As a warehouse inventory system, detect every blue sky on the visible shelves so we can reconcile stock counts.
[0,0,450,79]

- - -

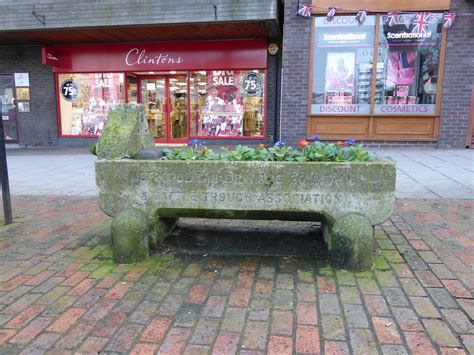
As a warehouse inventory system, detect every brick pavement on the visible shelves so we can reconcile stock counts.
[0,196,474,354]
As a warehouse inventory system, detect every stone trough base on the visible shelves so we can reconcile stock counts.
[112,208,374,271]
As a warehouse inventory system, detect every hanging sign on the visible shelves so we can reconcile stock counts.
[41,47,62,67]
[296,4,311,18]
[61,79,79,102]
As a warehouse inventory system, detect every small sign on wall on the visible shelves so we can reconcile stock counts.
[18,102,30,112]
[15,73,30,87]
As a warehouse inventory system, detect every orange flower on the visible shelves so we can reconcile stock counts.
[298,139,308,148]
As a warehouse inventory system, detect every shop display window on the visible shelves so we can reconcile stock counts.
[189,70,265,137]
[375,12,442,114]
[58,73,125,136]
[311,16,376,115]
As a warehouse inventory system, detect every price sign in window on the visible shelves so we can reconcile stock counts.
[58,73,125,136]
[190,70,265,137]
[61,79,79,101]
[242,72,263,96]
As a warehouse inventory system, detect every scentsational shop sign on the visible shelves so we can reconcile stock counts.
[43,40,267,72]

- - -

* [TO BE DONE] Copy the rows from the line containing "As a warehouse inventory system, detect every scentsational" to the line containing "[43,40,267,72]", keeping both of those lines and changing nothing.

* [RESULT]
As a warehouse inventory system, detect every scentsational shop sign on the visible shelves so we can reconcile stock counts.
[43,40,267,72]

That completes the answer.